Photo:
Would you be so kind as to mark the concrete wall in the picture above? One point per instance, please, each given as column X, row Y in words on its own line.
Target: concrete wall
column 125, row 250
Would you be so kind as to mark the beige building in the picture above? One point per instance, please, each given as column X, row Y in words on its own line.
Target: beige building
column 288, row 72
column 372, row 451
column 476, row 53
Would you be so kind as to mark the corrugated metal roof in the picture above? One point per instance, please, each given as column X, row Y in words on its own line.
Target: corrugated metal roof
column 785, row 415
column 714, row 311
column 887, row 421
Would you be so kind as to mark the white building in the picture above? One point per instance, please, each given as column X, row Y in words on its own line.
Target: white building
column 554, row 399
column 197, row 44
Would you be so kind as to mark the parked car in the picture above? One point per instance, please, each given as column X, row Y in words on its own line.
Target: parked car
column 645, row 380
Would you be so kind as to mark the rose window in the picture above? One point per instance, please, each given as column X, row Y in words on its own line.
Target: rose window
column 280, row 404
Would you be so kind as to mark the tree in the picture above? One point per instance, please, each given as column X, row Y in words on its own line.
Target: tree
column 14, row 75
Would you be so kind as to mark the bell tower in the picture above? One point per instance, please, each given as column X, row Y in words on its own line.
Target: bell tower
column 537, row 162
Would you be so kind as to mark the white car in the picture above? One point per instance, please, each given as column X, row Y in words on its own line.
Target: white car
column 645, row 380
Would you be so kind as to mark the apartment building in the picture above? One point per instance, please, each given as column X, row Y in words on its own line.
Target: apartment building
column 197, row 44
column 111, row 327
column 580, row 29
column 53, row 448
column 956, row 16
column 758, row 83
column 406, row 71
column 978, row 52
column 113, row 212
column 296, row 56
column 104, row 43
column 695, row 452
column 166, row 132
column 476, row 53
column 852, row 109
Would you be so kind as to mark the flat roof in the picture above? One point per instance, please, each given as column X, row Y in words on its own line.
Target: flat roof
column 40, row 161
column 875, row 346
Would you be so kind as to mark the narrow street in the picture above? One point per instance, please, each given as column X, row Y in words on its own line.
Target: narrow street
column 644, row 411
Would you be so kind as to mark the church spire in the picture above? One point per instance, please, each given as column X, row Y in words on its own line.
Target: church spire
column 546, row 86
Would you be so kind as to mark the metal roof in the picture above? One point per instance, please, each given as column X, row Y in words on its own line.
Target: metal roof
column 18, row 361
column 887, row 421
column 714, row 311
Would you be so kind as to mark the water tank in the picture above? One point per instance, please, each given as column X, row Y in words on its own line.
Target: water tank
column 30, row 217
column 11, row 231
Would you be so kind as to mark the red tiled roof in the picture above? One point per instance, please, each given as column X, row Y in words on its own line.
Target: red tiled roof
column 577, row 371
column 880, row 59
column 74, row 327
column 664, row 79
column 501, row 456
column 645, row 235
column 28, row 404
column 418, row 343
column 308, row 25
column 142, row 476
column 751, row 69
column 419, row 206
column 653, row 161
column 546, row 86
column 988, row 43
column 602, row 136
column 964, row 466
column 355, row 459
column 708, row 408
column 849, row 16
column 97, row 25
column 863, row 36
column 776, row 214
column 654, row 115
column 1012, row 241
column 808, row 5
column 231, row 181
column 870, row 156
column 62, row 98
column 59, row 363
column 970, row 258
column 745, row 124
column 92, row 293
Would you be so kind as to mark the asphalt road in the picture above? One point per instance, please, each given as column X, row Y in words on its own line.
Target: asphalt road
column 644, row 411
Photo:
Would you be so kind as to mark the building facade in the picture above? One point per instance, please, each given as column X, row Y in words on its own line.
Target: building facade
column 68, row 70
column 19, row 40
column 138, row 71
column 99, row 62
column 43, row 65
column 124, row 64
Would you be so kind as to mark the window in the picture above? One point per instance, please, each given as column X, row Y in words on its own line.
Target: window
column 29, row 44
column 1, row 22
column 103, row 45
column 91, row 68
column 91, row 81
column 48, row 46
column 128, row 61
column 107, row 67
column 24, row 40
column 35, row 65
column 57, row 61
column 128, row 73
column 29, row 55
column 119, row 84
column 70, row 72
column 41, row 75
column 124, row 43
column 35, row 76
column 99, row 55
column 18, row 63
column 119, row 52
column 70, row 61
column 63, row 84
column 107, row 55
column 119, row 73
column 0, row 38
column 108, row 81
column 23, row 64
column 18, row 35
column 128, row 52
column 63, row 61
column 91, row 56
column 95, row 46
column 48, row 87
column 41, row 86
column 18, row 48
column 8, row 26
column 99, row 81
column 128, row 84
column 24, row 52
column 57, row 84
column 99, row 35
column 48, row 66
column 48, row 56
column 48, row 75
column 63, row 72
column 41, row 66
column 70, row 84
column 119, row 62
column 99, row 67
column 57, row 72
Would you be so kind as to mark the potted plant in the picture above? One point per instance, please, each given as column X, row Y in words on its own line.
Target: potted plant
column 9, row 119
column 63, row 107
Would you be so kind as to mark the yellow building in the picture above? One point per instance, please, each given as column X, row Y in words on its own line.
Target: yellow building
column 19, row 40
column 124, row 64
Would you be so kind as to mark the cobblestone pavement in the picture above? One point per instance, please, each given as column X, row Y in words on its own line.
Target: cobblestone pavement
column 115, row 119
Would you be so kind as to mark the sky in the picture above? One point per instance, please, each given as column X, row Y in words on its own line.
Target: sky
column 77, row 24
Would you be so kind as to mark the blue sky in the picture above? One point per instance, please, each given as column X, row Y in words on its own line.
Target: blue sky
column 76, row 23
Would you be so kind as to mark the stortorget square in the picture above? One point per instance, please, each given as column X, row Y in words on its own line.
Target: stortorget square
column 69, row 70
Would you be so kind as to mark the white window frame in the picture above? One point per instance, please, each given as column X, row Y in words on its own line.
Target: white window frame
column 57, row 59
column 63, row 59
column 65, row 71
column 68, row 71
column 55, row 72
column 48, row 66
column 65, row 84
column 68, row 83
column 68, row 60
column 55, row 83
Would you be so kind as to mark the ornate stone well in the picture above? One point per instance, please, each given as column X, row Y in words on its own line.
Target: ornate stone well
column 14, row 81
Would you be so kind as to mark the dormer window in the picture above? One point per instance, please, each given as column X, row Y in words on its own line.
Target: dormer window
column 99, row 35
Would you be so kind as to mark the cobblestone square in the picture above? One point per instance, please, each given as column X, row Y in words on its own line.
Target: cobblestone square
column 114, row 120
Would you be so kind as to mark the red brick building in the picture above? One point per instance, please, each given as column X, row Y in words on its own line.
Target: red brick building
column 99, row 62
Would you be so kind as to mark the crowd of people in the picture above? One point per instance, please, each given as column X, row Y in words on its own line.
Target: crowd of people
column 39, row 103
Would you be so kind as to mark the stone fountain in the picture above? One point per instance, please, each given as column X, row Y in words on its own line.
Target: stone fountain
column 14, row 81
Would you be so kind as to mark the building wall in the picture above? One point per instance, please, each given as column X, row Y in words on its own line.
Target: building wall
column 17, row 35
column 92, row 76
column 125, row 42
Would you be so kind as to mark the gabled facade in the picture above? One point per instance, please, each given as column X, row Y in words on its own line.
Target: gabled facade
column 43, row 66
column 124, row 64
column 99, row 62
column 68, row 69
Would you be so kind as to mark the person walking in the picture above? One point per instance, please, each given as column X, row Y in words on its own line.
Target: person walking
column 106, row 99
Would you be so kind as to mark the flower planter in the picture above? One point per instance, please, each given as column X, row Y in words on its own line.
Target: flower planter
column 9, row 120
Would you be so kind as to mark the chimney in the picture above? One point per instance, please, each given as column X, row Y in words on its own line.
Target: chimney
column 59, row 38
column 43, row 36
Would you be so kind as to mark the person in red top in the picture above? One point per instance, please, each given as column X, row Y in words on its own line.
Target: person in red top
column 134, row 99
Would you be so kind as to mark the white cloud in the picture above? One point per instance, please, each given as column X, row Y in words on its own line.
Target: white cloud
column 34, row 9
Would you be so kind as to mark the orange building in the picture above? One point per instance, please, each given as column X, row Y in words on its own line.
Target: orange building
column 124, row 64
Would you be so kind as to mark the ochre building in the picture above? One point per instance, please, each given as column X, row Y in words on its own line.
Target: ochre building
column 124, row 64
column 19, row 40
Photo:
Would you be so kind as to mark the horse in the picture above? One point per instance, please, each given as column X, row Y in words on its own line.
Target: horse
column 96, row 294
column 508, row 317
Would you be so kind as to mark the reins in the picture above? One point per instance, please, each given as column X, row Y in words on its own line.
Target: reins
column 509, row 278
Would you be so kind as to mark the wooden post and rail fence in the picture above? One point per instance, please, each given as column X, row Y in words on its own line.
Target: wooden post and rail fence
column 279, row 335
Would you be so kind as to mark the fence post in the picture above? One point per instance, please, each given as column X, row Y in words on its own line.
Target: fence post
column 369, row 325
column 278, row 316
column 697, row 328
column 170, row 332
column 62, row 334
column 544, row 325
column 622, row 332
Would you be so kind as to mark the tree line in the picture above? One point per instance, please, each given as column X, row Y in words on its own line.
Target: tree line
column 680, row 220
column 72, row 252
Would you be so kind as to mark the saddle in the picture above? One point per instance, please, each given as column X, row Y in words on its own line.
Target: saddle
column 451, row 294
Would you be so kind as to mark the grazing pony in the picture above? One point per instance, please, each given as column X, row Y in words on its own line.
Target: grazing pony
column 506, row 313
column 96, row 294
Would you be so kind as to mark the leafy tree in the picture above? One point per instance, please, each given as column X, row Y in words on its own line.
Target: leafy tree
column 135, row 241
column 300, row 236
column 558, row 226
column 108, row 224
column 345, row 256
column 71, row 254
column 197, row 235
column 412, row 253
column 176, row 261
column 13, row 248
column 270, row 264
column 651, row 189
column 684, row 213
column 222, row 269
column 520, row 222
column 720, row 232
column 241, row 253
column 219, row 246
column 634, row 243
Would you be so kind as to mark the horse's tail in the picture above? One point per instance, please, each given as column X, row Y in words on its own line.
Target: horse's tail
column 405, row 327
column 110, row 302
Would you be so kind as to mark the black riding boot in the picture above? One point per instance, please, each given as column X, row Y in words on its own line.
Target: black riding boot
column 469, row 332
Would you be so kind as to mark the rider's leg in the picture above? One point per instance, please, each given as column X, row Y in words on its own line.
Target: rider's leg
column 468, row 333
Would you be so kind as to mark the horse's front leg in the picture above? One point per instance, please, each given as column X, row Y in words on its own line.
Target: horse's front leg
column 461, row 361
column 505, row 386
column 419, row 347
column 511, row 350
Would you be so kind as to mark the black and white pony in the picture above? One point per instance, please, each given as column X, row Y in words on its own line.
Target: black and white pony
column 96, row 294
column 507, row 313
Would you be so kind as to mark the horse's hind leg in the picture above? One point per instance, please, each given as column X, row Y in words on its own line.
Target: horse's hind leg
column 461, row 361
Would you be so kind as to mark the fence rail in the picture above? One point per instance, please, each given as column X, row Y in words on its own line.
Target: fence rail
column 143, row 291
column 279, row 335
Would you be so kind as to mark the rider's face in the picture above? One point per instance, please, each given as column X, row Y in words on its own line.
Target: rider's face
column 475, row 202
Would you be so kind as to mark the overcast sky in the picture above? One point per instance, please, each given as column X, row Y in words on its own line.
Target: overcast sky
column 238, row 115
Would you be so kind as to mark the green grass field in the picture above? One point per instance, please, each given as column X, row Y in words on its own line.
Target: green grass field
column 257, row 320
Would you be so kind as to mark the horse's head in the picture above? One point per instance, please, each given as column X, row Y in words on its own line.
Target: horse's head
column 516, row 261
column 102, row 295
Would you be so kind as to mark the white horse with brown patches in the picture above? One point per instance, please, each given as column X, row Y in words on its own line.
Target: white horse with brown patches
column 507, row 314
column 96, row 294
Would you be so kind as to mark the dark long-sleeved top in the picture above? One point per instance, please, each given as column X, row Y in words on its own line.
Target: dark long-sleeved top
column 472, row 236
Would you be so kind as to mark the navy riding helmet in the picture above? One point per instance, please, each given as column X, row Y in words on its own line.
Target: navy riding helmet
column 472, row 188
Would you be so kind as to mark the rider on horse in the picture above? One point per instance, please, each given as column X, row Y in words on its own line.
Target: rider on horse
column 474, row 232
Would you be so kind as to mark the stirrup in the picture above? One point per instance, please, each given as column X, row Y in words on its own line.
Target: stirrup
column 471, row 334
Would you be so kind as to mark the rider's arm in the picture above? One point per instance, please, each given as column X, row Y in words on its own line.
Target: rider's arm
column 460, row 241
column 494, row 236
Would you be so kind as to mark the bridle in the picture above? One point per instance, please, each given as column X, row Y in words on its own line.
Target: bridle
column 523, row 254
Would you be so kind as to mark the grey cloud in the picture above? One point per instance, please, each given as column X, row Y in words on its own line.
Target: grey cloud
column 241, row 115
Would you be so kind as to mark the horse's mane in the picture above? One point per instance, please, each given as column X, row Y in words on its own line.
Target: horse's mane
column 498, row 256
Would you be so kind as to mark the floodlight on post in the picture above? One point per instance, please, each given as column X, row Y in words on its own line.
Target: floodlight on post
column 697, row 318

----

§ **Task statement**
Please copy the lines from the one containing "Would you be so kind as to mark the rider's leg" through the one containing "column 507, row 313", switching "front leg" to "foreleg" and leaving everything else as it is. Return only those lines.

§ **Exercise result**
Would you be so kind as to mark the rider's leg in the picture above? One point per instance, please, each given as column X, row Y in words on its own line.
Target: rider's leg
column 468, row 333
Would you be so kind as to mark the horse's foreleg in the picture above? One point per instance, please, each given as column X, row Y in words on its own line.
Target: horse's foreleg
column 461, row 361
column 505, row 386
column 419, row 347
column 511, row 350
Would you be so kind as to mark the black and white pony in the picture above? One point per instance, please, each given as column X, row Y in words on its own line.
Target: black and white pony
column 96, row 294
column 507, row 313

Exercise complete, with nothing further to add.